* **Work instruction**
In your copy of the records, include every word exactly and no pictures.
---
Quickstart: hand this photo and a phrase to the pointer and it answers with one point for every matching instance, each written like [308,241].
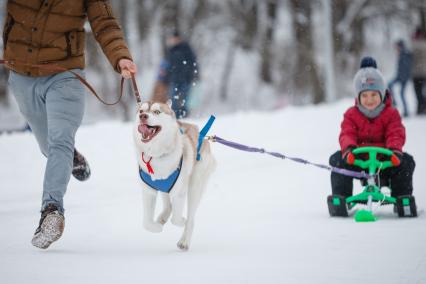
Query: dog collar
[163,185]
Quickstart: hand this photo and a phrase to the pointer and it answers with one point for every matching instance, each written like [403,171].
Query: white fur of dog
[158,135]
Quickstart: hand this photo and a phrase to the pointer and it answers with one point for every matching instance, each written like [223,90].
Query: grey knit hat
[369,77]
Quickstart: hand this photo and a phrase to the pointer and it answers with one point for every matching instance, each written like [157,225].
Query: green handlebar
[372,164]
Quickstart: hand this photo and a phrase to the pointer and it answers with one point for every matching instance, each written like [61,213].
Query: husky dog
[167,157]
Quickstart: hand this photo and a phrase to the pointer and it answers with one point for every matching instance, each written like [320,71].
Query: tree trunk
[306,78]
[267,41]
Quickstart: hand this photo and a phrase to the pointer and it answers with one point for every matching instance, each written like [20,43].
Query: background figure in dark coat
[419,68]
[178,71]
[403,73]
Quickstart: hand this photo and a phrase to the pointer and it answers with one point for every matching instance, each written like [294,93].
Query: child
[372,122]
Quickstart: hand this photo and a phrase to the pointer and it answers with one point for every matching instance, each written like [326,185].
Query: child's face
[370,99]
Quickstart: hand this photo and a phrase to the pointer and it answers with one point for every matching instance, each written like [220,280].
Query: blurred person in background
[419,68]
[403,73]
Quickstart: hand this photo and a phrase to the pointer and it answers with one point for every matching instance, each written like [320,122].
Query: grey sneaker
[81,169]
[50,229]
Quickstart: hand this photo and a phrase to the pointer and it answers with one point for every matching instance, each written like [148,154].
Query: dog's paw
[153,227]
[183,245]
[178,221]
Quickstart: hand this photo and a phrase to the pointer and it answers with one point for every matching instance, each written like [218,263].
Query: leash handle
[53,67]
[203,134]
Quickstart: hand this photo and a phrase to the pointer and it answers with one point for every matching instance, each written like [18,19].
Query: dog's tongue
[145,130]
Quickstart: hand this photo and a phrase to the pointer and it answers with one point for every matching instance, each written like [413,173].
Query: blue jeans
[54,107]
[404,103]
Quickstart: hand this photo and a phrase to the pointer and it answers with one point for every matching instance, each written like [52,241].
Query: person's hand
[396,158]
[348,156]
[127,68]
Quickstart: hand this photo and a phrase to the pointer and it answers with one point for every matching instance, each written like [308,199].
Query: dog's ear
[169,103]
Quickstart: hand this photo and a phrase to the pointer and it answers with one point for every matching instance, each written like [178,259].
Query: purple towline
[241,147]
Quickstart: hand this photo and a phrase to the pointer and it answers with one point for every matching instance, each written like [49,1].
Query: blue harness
[165,185]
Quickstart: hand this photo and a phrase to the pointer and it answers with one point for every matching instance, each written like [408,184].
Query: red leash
[53,67]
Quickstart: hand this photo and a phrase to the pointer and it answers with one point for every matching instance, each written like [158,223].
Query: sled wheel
[406,206]
[337,206]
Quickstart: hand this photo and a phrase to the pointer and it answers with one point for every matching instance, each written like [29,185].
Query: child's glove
[348,156]
[396,158]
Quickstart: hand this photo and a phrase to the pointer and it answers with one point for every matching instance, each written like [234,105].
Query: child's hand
[396,158]
[348,156]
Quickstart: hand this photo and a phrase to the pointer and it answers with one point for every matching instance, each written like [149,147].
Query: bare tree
[306,77]
[267,41]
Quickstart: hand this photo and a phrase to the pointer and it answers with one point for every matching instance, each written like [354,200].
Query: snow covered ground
[263,220]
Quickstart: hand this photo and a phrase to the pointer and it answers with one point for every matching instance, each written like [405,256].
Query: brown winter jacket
[52,32]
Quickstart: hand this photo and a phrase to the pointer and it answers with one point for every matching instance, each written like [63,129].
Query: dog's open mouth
[148,132]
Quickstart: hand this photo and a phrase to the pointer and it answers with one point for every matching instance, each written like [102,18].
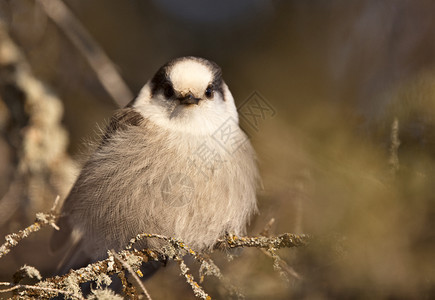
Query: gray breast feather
[145,179]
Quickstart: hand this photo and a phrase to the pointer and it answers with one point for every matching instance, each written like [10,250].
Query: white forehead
[190,75]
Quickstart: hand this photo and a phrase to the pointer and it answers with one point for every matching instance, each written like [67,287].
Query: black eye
[209,92]
[168,91]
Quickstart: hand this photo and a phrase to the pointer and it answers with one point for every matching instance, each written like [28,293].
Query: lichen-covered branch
[285,240]
[131,260]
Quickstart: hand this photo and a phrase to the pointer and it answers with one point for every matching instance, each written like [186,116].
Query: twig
[97,58]
[285,240]
[130,270]
[42,219]
[394,147]
[14,287]
[197,289]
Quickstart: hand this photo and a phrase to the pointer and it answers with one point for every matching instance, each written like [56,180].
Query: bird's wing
[67,237]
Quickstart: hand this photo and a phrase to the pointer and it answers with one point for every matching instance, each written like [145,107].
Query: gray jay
[172,162]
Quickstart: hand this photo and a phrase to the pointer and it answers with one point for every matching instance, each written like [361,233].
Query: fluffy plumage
[126,186]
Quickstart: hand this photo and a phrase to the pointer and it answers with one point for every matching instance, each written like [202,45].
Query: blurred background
[345,139]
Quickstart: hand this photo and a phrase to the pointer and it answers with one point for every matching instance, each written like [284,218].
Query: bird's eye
[209,92]
[168,91]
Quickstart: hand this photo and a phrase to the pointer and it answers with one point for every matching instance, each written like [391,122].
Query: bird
[173,162]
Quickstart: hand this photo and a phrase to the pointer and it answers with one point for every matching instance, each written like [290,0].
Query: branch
[42,219]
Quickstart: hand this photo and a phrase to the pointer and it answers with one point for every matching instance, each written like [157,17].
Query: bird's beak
[189,99]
---
* **The completed task**
Quickstart: hand this photo and a phrase to the pointer and it answers with one point for every matching instance, each written like [308,241].
Query: dog collar
[163,185]
Quickstart: hand this photo and a phrase to the pointer and it answers with one point for every matching instance, each written like [403,171].
Query: white fur of dog
[158,135]
Quickstart: hand this photo and a phrase to the pointer and it answers with one point for every matching instance, each written like [223,90].
Query: grey knit hat
[369,77]
Quickstart: hand this photo and a phrase to the pointer and it answers with one point for every matching instance, each written like [157,225].
Query: green handlebar
[372,164]
Quickstart: hand this photo and a phrase to the pointer and it answers with one point for every matching instance, each written like [61,213].
Query: husky dog
[167,157]
Quickstart: hand this photo and a phrase to the pointer and it answers with one point for every matching instance, each written like [320,71].
Query: tree trunk
[306,78]
[267,41]
Quickstart: hand this photo and a phrase to the pointer and it answers with one point for every matching instance, each written like [20,43].
Query: background figure in dark coat
[419,68]
[178,71]
[403,73]
Quickstart: hand this photo and a phrase to the pointer and it answers with one point for every matching instance, each written like [294,93].
Query: child
[372,122]
Quickstart: hand this photo and a phrase to the pointer and it answers with one point for every matching instance, each written like [326,185].
Query: child's face
[370,99]
Quickstart: hand this photo and a phrase to the pointer and it answers with one point for every matching instance, each written like [220,280].
Query: blurred person in background
[419,68]
[403,73]
Quickstart: hand this photo and a phrase to the pointer and it answers with one point for every matching instance, each written like [320,122].
Query: grey sneaker
[81,169]
[50,229]
Quickstart: hand this photo and a phrase to the pointer and it answers with one point for every matching instance, each written like [148,154].
Query: dog's paw
[153,227]
[183,245]
[178,221]
Quickstart: hand this photo and a phrase to the pointer and it answers with one point for every matching instance, each written like [218,263].
Query: leash handle
[53,67]
[203,134]
Quickstart: hand this photo and a phrase to the pointer and it answers with one point for every matching instance, each written like [18,19].
Query: dog's tongue
[145,130]
Quickstart: hand this photo and a phrase to the pointer and it answers with one point for every matching instance, each written like [413,173].
Query: blue jeans
[54,107]
[404,103]
Quickstart: hand this photo and a phrase to the pointer and it answers with one point for every matching instance, each written like [52,241].
Query: person's hand
[396,158]
[348,156]
[127,68]
Quickstart: hand this photo and a phrase to the pointer and it answers with one point for every matching instance, each written like [308,199].
Query: dog's ear
[169,103]
Quickstart: hand this photo and a phrase to the pointer and it answers with one point for every matching instance, each written like [178,259].
Query: purple towline
[241,147]
Quickstart: hand this photo and a phrase to the pointer and it answers with one point for every matching instance, each written like [49,1].
Query: blue harness
[165,185]
Quickstart: hand this photo and a phrase to the pointer and it answers with one point for every matching instance, each written like [408,184].
Query: red leash
[53,67]
Quickstart: hand this photo and a phrase to the pointer and it answers with one point for every matching instance, each written like [158,223].
Query: sled wheel
[406,206]
[337,206]
Quickstart: hand this photo and a phrase to the pointer and it answers with one point for every matching instance, each written like [29,185].
Query: child's glove
[348,156]
[396,158]
Quickstart: hand this photo and a phrase to the pointer and it answers with one point for every matching instance, each written like [234,105].
Query: child's hand
[396,158]
[348,156]
Quickstart: hand this photo and a phrase to the pointer and it answers with one point for every matching instance, each written like [149,147].
Query: bare tree
[306,77]
[267,41]
Quickstart: hand this photo and a phrase to the pointer and it answers with one point for every matching instance, each written like [354,200].
Query: snow covered ground
[263,220]
Quickstart: hand this photo and a phrase to the pointer and it answers with one point for every matching instance, each written like [405,256].
Query: brown winter jacket
[52,32]
Quickstart: hand this photo and a phrase to the pointer and it answers with one point for every matching instance, each written like [63,129].
Query: dog's open mouth
[148,132]
Quickstart: hand this photo and a phrase to the pointer and it answers with one point for every matching instance, each written like [102,18].
Query: gray breast feather
[145,179]
Quickstart: hand this photo and a phrase to the pointer and it answers with one point for every matching instance, each written like [10,250].
Query: white forehead
[190,75]
Quickstart: hand this photo and a phrase to the pointer and it answers with one point for every matching instance, each written like [67,287].
Query: black eye
[209,92]
[168,91]
Quickstart: hand this photo and a phrase to the pointer and it answers with one point for every matching instance, each written like [28,293].
Query: lichen-covered branch
[285,240]
[131,260]
Quickstart: hand this photo and a phrase to the pointer and it answers with one point for every matching instance, each written like [186,116].
Query: twig
[97,58]
[285,240]
[130,270]
[42,219]
[394,147]
[14,287]
[197,289]
Quickstart: hand this photo and a phrase to the pointer and it answers with one point for every matching instance, each written like [56,180].
Query: bird's wing
[67,237]
Quickstart: hand this photo and a phrase to the pointer and it answers with one point for every matching instance, each written like [145,107].
Query: gray jay
[172,162]
Quickstart: hand this photo and a phrase to the pointer and it answers with one point for every matching instance, each written like [361,233].
Query: fluffy plumage
[126,186]
Quickstart: hand this photo and a phrase to the pointer and it answers with one point for every matching instance, each written like [202,45].
Query: blurred background
[345,139]
Quickstart: hand this photo and a phrase to the pointer and it answers with one point for every matching instance, each written like [284,218].
Query: bird's eye
[209,92]
[168,91]
Quickstart: hand this photo and a phrase to the pointer and it answers with one point for every matching instance, each written like [391,122].
Query: bird
[173,162]
Quickstart: hand this photo and a phrase to the pointer and it answers with one point for every matching instance, each written like [290,0].
Query: branch
[42,219]
Quickstart: hand this photo and a phrase to the pointer and it answers with one point for every matching instance, each written like [157,17].
Query: bird's beak
[189,99]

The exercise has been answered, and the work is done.